EVERETT — Piles of toys took over both pool tables inside the bar.
The green felt disappeared under plastic trucks, stuffed bears and hundreds of knitted hats.
Wade Tucker and his friends gathered last week at Twin Foxes Pub and Eatery on Hewitt Avenue. He’s been bringing gift baskets to children who have cancer for nearly a decade.
“My dad died of cancer, a lot of my friends,” Tucker said. “Cancer is my No. 1 enemy, period.”
He sets up donation bins at businesses throughout Snohomish County. Tucker received enough presents for about 20 kids when he first started. This year, they made 150 packages.
He used to bring them all to the cancer center at Seattle Children’s Hospital. Now he receives more gifts than there are patients. This year he gave to the Interfaith Association family shelter in Everett and the cancer clinic that opened in August at Providence Regional Medical Center Everett.
He plans to keep the tradition going as long as he can.
Tucker, 57, has lived in Granite Falls for most of his life and has played rock music in the area for the past 40 years. He’s the lead singer in a band called Never Kry. The group’s mission is to raise money for people with cancer and other conditions.
Teri Banks wrapped presents at the bar last week. She and her husband, David Banks, met Tucker through his music. They live in downtown Everett.
Banks knows how important the gifts are to families who have to stay at the hospital. Her teenage son has been diagnosed with Attention Deficit Hyperactivity Disorder. He often has doctor appointments at the children’s clinic in Seattle.
“I see the kids with serious health problems and parents struggling to keep it all together,” she said.
One reason the group meets at Twin Foxes is because their friend, Denise Haskins, works there. She hosts an auction at the bar for the kids’ fund. This year it raised more than $500.
They’ve also received larger toys than ever before. Someone left a bicycle near one of the donation bins. Tucker is still thinking about where it should go.
It took plenty of people to put everything together during the past few months. About 10 of them gathered at the bar on Saturday afternoon. Some sipped beer while they wrapped the boxes. Nachos were placed on a table for whoever wanted a snack with their drink.
Tucker laughed as he looked through the toys. Someone donated a pair of shoes with Bluetooth speakers in the soles.
“They never had that when I was a child,” he said.
Lettia Burch placed the finished baskets in cellophane bags and tied the tops with ribbon. It was the first time she had been at the wrapping party. She has three kids, and knows that it can be difficult for some families during the holidays.
“I’ve had people help me out with this kind of thing,” she said. “You want to give back.”

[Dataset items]
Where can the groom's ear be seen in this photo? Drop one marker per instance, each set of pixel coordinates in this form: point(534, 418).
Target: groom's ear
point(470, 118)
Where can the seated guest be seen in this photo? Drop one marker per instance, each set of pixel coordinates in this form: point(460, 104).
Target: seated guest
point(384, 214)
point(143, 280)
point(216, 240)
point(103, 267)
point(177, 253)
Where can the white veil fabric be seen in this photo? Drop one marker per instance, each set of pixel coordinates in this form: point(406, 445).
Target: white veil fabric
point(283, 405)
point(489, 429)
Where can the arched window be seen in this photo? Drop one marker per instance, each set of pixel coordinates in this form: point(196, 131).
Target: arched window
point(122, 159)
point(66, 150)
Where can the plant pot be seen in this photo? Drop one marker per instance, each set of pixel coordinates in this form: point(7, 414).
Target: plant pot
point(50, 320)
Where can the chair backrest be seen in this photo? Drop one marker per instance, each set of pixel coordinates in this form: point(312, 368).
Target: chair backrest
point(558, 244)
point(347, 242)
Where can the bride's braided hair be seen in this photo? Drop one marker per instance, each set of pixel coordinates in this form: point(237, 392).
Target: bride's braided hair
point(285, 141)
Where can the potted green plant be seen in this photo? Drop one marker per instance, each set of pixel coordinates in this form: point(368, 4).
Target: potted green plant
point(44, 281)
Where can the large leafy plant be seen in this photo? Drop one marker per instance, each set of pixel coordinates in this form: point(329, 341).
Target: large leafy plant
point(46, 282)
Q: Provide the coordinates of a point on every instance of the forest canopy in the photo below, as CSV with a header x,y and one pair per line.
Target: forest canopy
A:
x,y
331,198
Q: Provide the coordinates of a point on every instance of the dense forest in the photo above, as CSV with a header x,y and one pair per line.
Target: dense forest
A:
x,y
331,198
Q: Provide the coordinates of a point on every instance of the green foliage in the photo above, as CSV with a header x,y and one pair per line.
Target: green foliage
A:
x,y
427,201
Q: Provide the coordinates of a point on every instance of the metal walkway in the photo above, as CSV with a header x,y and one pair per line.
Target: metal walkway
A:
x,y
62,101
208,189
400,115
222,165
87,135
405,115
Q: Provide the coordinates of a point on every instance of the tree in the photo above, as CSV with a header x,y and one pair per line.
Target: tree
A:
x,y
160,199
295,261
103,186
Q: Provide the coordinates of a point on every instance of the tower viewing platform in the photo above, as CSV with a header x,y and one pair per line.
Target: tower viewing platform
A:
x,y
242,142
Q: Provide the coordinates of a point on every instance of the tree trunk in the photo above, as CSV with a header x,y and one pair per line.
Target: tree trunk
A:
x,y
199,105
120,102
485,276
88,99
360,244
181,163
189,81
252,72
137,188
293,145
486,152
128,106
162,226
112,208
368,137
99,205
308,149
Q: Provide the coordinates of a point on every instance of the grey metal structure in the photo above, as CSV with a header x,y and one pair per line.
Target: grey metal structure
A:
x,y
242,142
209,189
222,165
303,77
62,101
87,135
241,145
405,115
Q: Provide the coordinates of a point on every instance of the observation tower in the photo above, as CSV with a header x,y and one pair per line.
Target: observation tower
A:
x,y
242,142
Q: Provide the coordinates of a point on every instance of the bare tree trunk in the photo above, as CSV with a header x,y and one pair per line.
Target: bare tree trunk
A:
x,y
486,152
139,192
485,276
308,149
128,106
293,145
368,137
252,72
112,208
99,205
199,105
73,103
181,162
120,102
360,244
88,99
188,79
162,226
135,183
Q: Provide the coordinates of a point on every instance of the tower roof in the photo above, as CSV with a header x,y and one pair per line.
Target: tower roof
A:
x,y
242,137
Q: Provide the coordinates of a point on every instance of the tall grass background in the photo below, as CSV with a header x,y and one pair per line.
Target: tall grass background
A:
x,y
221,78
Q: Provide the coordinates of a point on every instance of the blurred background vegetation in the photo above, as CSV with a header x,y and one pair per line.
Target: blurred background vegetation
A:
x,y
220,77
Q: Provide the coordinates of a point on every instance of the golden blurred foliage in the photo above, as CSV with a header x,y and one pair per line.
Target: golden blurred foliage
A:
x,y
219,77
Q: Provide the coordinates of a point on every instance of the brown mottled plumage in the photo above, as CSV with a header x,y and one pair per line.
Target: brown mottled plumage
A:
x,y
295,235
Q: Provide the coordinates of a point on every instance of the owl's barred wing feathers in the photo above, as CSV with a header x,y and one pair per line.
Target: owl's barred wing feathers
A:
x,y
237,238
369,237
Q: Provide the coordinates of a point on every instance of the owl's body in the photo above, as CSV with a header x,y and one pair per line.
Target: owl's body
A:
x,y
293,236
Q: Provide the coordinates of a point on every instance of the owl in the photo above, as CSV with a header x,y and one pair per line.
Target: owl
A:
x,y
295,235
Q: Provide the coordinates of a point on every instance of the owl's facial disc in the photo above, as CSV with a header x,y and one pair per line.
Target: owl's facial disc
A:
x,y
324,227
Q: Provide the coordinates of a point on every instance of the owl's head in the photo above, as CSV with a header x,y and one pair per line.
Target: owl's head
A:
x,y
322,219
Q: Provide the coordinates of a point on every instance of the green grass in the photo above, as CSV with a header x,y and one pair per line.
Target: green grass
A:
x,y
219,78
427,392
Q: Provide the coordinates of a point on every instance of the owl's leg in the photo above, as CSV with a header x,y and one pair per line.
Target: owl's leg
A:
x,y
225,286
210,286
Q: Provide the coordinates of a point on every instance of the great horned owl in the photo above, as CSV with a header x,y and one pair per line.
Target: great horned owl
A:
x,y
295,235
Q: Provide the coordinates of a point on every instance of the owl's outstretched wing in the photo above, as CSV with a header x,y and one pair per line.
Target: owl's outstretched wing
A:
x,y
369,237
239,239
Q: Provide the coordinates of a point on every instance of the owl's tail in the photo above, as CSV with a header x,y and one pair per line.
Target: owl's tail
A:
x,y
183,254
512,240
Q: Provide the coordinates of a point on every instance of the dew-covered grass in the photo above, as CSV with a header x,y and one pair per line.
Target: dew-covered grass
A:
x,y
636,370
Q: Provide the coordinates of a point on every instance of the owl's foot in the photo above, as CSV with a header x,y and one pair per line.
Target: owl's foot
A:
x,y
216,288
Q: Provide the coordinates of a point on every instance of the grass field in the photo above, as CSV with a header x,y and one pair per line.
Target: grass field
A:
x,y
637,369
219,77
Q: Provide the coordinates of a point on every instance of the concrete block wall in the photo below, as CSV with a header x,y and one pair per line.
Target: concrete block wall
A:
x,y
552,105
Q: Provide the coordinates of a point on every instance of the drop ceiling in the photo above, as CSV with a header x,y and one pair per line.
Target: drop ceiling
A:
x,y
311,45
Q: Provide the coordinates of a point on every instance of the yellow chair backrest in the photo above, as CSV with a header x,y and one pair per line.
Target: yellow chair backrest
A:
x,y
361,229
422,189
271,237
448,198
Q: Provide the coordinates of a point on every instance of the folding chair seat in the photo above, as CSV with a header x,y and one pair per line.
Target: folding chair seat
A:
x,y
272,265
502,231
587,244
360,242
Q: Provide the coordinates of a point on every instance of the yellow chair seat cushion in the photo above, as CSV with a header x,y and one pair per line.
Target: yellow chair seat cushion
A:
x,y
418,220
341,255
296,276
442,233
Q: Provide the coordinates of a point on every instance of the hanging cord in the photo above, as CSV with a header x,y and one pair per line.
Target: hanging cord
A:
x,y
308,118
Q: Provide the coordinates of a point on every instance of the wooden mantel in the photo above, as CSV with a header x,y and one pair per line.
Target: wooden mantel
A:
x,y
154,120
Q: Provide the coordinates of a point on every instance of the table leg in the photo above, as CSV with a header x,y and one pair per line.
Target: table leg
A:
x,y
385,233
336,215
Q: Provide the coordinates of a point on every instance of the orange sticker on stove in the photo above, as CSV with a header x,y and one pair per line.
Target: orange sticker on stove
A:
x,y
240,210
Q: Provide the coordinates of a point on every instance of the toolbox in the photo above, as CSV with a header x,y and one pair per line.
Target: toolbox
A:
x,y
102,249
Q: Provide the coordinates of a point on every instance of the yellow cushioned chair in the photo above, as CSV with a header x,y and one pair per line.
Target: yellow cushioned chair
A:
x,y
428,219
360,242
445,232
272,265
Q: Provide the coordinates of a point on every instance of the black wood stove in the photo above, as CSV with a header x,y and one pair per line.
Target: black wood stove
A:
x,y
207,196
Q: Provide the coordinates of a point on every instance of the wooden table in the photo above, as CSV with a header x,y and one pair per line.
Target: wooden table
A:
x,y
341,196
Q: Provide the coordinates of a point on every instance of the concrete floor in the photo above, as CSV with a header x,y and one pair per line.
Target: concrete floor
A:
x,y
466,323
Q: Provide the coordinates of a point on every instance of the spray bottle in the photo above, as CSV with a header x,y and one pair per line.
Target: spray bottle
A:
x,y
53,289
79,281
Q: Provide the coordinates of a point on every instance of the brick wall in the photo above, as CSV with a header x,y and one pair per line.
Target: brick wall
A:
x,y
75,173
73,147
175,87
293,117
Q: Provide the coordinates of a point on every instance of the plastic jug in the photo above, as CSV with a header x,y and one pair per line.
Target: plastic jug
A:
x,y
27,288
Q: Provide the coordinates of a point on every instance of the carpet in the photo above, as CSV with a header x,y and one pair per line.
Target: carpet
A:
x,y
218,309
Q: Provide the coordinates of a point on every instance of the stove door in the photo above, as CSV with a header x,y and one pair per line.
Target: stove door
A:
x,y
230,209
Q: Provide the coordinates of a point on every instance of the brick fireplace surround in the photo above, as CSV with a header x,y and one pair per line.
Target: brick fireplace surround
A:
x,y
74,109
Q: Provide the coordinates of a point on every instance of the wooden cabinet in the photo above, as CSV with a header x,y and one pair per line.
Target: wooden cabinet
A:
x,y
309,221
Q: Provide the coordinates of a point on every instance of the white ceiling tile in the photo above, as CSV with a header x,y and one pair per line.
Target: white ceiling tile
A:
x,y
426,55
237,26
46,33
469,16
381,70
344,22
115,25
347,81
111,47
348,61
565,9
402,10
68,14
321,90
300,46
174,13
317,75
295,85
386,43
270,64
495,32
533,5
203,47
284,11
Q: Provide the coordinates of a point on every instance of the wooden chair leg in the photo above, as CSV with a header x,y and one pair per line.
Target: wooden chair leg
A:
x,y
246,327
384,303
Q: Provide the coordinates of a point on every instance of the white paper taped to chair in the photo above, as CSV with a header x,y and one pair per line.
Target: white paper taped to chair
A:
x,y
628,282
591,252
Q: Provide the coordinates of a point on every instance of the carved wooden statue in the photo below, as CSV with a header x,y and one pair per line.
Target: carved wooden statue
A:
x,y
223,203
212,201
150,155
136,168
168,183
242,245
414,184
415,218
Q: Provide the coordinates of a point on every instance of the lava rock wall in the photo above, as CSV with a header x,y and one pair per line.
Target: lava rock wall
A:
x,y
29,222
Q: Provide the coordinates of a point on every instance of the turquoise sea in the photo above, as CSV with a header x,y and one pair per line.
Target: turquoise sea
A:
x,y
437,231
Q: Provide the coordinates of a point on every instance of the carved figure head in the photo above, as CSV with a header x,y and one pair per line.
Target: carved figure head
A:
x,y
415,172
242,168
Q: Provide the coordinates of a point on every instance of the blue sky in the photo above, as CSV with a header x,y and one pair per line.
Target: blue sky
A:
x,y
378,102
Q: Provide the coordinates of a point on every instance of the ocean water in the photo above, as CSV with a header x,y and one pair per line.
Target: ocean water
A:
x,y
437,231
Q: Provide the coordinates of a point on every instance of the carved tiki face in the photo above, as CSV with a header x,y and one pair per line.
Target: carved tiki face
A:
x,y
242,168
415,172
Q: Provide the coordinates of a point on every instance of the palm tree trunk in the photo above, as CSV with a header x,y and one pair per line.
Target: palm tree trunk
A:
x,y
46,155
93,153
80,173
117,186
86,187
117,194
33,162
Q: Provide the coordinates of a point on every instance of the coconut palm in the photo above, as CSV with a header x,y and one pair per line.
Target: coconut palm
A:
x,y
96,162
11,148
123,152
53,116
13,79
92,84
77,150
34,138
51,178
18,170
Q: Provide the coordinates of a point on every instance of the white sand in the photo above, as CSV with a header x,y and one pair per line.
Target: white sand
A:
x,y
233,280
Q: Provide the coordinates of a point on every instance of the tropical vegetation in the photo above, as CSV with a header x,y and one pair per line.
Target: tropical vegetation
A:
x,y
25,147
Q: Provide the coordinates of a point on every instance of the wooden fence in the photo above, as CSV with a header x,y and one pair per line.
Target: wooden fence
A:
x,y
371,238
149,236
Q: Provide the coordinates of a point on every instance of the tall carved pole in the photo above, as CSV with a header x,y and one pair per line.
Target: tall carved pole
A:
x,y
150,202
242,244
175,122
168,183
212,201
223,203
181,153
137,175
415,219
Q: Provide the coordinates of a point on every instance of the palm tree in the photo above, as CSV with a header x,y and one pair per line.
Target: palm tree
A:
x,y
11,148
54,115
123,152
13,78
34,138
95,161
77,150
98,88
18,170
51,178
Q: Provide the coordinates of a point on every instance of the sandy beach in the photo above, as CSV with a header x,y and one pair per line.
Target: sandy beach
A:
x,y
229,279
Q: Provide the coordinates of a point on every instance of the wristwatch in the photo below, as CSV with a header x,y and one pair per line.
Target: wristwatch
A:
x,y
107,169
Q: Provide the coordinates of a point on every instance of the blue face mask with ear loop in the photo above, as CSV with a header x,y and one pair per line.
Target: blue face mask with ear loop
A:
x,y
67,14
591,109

### Apply what you read
(1) Can you extract the passage of the toy drive article starting at "Banks knows how" and ending at "clinic in Seattle."?
(2) Answer these questions from the toy drive article:
(a) How many packages did Tucker and his friends make this year?
(b) How much did Denise Haskins's auction for the kids' fund raise this year?
(c) What is the name of the band in which Tucker is lead singer?

### Task results
(1)
Banks knows how important the gifts are to families who have to stay at the hospital. Her teenage son has been diagnosed with Attention Deficit Hyperactivity Disorder. He often has doctor appointments at the children’s clinic in Seattle.

(2)
(a) 150
(b) More than $500
(c) Never Kry